30

In a programming language that is purely functional (like Haskell) or where you are only using it in a functional way (eg clojure); suppose you have a list/seq/enumerable (of unknown size) of integers and you want to produce a new list/seq/enumerable that contains the differences between successive items, how would you do it?

What I did previously in C# was to fold over the list and keep a state object as the aggregating value which recorded the 'previous' item so that you could do a diff on it from the current item. The the result list also had to go into the state object (which is a problem for a list of unknown size)

What is the general approach for doing this kind of thing functionally?

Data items

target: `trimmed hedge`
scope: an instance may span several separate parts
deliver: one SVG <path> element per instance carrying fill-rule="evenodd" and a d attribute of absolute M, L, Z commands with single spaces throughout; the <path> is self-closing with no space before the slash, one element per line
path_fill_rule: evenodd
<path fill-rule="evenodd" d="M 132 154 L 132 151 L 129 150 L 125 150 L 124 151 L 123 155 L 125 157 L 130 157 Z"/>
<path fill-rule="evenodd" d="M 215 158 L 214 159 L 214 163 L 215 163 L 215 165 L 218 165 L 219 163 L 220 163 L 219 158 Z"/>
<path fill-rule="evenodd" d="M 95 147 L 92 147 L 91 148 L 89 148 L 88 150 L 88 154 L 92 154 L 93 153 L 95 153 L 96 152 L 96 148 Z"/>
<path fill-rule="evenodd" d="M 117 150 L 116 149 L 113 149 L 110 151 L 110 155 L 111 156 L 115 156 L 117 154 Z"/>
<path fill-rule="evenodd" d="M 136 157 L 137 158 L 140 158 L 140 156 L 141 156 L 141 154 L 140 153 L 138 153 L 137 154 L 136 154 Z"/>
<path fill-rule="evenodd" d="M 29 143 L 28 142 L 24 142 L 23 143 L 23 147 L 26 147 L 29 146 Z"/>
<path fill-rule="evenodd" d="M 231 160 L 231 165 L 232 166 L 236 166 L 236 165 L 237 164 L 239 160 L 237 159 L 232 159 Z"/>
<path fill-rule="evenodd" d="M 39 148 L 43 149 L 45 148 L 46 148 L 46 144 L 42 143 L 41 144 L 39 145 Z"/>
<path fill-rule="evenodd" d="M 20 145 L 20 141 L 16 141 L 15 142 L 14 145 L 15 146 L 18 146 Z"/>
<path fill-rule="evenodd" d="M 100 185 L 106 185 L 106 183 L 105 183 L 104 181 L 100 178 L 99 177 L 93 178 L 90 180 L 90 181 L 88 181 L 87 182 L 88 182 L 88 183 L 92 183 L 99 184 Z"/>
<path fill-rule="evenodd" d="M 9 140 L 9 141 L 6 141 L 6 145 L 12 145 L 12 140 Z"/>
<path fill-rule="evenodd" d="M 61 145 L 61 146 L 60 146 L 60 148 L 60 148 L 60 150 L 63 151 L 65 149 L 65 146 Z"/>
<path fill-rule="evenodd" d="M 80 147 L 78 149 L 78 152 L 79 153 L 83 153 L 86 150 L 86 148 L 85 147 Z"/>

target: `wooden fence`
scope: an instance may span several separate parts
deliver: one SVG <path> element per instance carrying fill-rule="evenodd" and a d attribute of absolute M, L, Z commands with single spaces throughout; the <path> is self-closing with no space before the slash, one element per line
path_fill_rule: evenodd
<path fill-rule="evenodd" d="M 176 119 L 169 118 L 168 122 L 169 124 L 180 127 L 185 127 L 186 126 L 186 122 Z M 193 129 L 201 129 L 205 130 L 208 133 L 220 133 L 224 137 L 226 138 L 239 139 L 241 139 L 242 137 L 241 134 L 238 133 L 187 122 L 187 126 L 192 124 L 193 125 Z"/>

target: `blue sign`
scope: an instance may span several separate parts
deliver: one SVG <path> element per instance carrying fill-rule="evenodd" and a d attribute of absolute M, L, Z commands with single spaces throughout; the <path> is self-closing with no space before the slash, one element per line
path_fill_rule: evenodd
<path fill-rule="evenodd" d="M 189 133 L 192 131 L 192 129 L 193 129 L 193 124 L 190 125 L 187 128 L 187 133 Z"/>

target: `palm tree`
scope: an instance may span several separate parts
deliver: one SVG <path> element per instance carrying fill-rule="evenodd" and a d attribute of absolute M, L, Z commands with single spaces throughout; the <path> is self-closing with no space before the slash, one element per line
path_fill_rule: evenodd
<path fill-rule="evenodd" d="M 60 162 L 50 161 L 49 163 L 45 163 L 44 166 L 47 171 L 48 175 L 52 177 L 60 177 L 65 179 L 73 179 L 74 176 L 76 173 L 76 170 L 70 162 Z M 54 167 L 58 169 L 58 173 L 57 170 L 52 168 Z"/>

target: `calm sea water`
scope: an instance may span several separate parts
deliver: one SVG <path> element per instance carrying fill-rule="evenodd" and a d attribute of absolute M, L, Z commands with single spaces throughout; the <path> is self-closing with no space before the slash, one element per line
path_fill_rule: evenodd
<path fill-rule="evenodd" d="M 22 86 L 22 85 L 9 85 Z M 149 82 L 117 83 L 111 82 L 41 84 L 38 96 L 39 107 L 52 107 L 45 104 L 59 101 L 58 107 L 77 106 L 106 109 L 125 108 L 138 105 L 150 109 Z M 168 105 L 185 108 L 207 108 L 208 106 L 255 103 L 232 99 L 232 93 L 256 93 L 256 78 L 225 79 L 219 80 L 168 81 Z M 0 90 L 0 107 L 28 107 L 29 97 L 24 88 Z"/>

Instruction: Can you summarize the forum question on successive differences in two sentences?

Answer to this task: The question asks how, in a purely functional language such as Haskell or when using a language like Clojure only in a functional way, to produce from a list of integers of unknown size a new list holding the differences between successive items. In C#, the asker had folded over the list with a state object that recorded the previous item and also held the result list, which is a problem for a list of unknown size, so they want the general functional approach.